**Your goal**
Nothing but an exact copy of the listing should be given.

**Material for this task**
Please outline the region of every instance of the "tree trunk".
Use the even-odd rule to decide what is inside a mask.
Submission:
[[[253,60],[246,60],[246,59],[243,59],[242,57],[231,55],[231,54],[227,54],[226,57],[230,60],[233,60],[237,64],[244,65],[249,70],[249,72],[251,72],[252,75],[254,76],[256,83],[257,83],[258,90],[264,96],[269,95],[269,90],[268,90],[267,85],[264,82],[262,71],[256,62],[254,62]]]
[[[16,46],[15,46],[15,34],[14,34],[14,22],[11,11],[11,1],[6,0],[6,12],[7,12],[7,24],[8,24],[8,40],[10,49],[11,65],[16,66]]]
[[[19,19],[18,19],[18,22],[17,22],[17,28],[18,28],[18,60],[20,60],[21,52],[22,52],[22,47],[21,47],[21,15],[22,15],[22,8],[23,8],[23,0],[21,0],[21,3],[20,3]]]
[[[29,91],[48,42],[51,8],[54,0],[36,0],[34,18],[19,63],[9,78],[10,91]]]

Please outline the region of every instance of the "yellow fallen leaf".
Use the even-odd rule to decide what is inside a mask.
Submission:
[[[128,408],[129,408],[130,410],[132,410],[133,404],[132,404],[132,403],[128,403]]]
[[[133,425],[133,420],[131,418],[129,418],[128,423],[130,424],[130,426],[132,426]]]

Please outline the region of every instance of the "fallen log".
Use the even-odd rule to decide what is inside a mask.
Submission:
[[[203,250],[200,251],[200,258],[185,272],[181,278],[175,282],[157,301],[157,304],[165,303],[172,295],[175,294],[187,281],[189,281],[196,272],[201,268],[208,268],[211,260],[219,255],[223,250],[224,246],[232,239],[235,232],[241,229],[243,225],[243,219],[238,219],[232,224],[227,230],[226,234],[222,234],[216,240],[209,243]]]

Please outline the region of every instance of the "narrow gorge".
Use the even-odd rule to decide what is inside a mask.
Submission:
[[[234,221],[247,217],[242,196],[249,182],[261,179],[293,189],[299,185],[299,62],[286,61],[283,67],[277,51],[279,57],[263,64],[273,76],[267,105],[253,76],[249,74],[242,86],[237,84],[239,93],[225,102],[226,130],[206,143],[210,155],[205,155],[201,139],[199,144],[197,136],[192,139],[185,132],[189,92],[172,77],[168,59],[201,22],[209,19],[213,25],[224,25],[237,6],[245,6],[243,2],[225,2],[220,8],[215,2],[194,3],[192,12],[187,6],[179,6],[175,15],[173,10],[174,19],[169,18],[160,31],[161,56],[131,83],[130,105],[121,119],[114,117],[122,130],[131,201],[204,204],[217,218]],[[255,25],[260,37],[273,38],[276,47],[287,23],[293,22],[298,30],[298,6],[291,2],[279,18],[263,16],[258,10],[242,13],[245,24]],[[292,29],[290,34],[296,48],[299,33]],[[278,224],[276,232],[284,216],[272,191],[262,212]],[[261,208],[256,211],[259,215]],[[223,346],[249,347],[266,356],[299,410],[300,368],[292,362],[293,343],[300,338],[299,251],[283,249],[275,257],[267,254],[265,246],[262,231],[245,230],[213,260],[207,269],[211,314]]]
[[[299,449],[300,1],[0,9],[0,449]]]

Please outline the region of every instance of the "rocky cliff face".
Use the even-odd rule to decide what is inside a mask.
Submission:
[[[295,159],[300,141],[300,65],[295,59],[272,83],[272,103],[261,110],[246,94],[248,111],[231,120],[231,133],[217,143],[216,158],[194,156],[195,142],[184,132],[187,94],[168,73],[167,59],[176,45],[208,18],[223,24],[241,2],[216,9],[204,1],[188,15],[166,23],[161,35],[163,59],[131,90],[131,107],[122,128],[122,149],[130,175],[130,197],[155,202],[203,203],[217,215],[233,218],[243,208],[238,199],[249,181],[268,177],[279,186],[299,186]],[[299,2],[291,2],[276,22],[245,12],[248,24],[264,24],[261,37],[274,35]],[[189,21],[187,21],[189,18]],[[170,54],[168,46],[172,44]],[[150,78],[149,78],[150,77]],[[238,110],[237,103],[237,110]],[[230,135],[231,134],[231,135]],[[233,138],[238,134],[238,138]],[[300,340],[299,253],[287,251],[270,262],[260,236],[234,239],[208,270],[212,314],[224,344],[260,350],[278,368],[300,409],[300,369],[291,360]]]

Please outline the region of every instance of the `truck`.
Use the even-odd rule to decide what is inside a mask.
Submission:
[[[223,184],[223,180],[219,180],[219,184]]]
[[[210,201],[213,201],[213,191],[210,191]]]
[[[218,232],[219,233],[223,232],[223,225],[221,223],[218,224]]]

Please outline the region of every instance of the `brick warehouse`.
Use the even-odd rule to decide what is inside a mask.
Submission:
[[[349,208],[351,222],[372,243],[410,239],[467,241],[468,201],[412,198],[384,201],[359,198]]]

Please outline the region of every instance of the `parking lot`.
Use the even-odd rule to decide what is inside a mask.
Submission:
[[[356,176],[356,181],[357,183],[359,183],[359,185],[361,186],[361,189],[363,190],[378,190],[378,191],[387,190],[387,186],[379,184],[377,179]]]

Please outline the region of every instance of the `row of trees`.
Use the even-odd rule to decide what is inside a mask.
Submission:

**Answer to the problem**
Please outline the region of every instance of the "tree trunk".
Use the even-odd rule to decide what is inside a mask.
Submission:
[[[253,60],[246,60],[246,59],[243,59],[242,57],[231,55],[231,54],[227,54],[226,57],[230,60],[233,60],[237,64],[244,65],[249,70],[249,72],[251,72],[252,75],[254,76],[256,83],[257,83],[258,90],[264,96],[269,95],[269,90],[268,90],[267,85],[264,82],[262,71],[256,62],[254,62]]]
[[[16,46],[15,46],[15,34],[14,34],[14,22],[11,11],[11,1],[6,0],[6,12],[7,12],[7,24],[8,24],[8,40],[10,49],[11,65],[16,66]]]
[[[19,19],[18,19],[18,22],[17,22],[17,28],[18,28],[18,60],[20,60],[21,52],[22,52],[22,47],[21,47],[21,15],[22,15],[22,8],[23,8],[23,0],[21,0],[21,3],[20,3]]]
[[[29,91],[48,42],[51,8],[54,0],[36,0],[34,18],[19,63],[9,78],[10,91]]]

Please outline the region of every instance of the "yellow fallen leaf".
Use the even-odd rule to decide what is inside a mask.
Submission:
[[[128,408],[129,408],[130,410],[132,410],[133,404],[132,404],[132,403],[128,403]]]
[[[133,425],[133,420],[131,418],[129,418],[128,423],[130,424],[130,426],[132,426]]]

Please outline the region of every instance of the "fallen log".
Use the even-odd rule to decide what is inside a mask.
Submission:
[[[203,250],[200,251],[200,258],[185,272],[181,278],[175,282],[157,301],[157,304],[165,303],[172,295],[175,294],[187,281],[189,281],[196,272],[201,268],[208,268],[211,260],[219,255],[223,250],[224,246],[232,239],[235,232],[241,229],[243,225],[243,219],[238,219],[232,224],[227,230],[226,234],[222,234],[216,240],[209,243]]]

Please outline the region of every instance of the "narrow gorge".
Use the even-odd rule to decide what is inside a mask.
Submission:
[[[234,221],[247,217],[242,196],[249,182],[261,179],[293,189],[299,185],[299,62],[286,61],[283,67],[277,51],[279,57],[263,64],[273,76],[267,105],[253,76],[249,74],[242,86],[237,84],[239,93],[225,102],[226,130],[206,143],[210,155],[205,155],[201,139],[199,144],[197,136],[192,139],[185,132],[189,92],[172,77],[168,59],[201,22],[209,19],[213,25],[224,25],[237,6],[245,6],[243,2],[225,2],[220,8],[215,2],[194,3],[192,12],[187,6],[179,6],[175,15],[173,10],[174,19],[169,18],[160,31],[161,56],[131,83],[130,105],[121,119],[114,117],[122,130],[131,201],[204,204],[217,218]],[[255,25],[260,37],[273,38],[276,47],[287,23],[293,22],[298,30],[298,6],[291,2],[279,18],[263,16],[258,10],[242,13],[245,24]],[[292,29],[290,34],[296,48],[299,33]],[[278,224],[276,232],[284,216],[272,191],[262,212]],[[261,208],[256,211],[259,215]],[[223,346],[249,347],[266,356],[299,410],[300,368],[292,362],[293,343],[300,338],[299,251],[283,249],[275,257],[267,254],[265,246],[262,231],[245,230],[213,260],[207,269],[211,314]]]
[[[299,449],[300,1],[0,9],[0,449]]]

Please outline the region of every instance of the "rocky cliff face".
Use the even-odd rule to decide what is inside a mask.
Submission:
[[[295,159],[300,141],[300,65],[295,59],[272,83],[272,103],[261,110],[246,94],[248,111],[231,120],[231,133],[217,143],[216,158],[194,156],[195,142],[184,132],[187,94],[168,73],[167,59],[176,45],[208,18],[223,24],[241,2],[216,9],[204,1],[188,15],[166,23],[161,35],[163,59],[131,90],[131,107],[122,128],[122,149],[130,175],[130,197],[155,202],[203,203],[217,215],[233,218],[243,208],[238,199],[249,181],[268,177],[279,186],[299,186]],[[299,2],[291,2],[276,22],[245,12],[248,24],[264,24],[261,37],[274,35]],[[189,21],[187,21],[189,18]],[[170,54],[168,46],[172,44]],[[150,78],[149,78],[150,77]],[[238,110],[237,103],[237,110]],[[230,135],[231,134],[231,135]],[[233,138],[238,134],[238,138]],[[300,340],[299,253],[287,251],[270,262],[260,236],[234,239],[208,270],[212,314],[224,344],[260,350],[278,368],[300,409],[300,369],[291,360]]]

Please outline the region of every instance of the `truck`.
Use the even-odd rule to decide what is inside a mask.
Submission:
[[[223,184],[223,180],[219,180],[219,184]]]
[[[210,201],[213,201],[213,191],[210,191]]]
[[[218,232],[219,233],[223,232],[223,225],[221,223],[218,224]]]

Please outline the region of every instance of the `brick warehouse`.
Use the even-odd rule to decide what is inside a mask.
Submission:
[[[349,208],[351,222],[372,243],[410,239],[467,241],[468,201],[412,198],[384,201],[359,198]]]

Please outline the region of every instance of the `parking lot`.
Use the even-odd rule to decide what is inside a mask.
Submission:
[[[356,176],[356,181],[357,183],[359,183],[359,185],[361,186],[361,189],[363,190],[378,190],[378,191],[387,190],[387,186],[379,184],[377,179]]]

Please outline the region of every instance of the `row of trees`.
Use the even-odd rule to decide what is inside a mask.
Submission:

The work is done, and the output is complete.